EXTRACT.
One-in-six adults are at "very high risk of cardio-vascular disease" according to the latest figures.
The Health department say more Islanders are obese and overweight than 15 years ago. The department is trying to buck the trend this year with the development of a new food and nutrition strategy; but they say that obesity in Jersey is a growing problem.
The problem isn't as big as in some other European countries, but the Health department's latest figures show that around 16% of adults were obese in 2013 and 32% were overweight.
Jersey's Acting Senior Public Health Manager Martin Knight said: "Waist size is a good indicator of individuals who are at increased risk of cardiovascular disease. The 2013 self-reported surveys indicated that over 14,000 individuals (15-16% of the adult population) are at very high risk of cardio-vascular disease because of putting on weight around their middles."
GP’s are the main source of referral into the local Exercise Referral Scheme which helps support people with health conditions to manage their weight. Within this service there is a combined approach to physical activity and food with a referral route into Weight Watchers alongside a 16-week activity programme.
This year the department is tackling the Island's weight problem with the development of a food and nutrition strategy.
Mr Knight said: "There is benefit in raising health issues and providing information to the public. However, evidence shows that information alone will not change behaviour. A range of evidence based approaches are required. There will be consideration of the evidence of what works in the development of a food and nutrition strategy in 2014."

EXTRACTED ENTRIES.
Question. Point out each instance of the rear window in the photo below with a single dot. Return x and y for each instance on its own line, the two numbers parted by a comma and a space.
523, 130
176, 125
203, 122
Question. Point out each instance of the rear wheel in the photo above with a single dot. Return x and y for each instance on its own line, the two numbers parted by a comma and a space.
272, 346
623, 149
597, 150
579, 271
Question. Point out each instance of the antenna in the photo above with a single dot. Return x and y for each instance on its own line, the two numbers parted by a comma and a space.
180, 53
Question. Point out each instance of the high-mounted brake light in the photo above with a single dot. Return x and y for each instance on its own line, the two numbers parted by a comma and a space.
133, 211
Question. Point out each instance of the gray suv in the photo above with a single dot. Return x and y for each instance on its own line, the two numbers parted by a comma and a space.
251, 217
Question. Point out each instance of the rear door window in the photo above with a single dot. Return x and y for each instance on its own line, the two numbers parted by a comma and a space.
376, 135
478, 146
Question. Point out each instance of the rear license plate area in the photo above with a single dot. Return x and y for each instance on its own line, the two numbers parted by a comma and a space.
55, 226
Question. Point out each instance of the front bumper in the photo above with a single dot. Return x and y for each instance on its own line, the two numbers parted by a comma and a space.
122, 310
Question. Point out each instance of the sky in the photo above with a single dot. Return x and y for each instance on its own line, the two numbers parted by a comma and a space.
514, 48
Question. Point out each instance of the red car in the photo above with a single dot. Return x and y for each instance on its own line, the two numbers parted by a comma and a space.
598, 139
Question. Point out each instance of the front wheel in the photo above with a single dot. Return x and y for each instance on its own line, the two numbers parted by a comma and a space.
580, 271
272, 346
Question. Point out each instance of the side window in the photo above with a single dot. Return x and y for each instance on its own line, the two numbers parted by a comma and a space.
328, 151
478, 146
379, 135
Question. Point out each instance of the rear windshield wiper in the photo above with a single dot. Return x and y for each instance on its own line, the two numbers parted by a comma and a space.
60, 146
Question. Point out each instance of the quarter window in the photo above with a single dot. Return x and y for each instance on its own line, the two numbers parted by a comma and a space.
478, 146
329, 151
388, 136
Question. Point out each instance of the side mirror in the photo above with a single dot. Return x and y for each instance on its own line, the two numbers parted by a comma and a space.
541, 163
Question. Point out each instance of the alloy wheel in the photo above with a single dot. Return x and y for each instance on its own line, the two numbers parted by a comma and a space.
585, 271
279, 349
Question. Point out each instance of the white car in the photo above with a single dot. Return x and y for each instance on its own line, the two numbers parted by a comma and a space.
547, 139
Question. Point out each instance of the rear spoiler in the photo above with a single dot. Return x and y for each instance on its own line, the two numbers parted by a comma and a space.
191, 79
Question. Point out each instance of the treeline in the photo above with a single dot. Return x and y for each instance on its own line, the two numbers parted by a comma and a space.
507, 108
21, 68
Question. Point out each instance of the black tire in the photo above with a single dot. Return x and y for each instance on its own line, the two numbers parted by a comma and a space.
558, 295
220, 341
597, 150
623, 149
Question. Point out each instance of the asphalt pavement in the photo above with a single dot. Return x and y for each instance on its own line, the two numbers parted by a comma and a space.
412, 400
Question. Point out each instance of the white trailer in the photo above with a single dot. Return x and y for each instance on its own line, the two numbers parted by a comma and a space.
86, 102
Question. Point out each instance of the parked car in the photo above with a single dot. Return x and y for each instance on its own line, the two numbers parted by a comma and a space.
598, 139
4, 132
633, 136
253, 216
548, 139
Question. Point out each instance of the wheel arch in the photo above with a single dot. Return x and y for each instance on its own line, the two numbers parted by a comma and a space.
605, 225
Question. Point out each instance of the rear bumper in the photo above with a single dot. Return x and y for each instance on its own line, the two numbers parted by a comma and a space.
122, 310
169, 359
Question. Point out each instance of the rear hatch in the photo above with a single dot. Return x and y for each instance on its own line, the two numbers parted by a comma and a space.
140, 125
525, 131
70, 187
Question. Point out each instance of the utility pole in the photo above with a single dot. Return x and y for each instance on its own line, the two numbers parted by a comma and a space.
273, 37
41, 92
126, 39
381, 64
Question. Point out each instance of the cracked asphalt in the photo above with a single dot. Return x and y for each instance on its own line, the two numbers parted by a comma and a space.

TASK STATEMENT. Write out word for word the part of the Jersey obesity article that begins at "Jersey's Acting Senior" and ends after "16-week activity programme.".

SOLVED EXERCISE.
Jersey's Acting Senior Public Health Manager Martin Knight said: "Waist size is a good indicator of individuals who are at increased risk of cardiovascular disease. The 2013 self-reported surveys indicated that over 14,000 individuals (15-16% of the adult population) are at very high risk of cardio-vascular disease because of putting on weight around their middles."
GP’s are the main source of referral into the local Exercise Referral Scheme which helps support people with health conditions to manage their weight. Within this service there is a combined approach to physical activity and food with a referral route into Weight Watchers alongside a 16-week activity programme.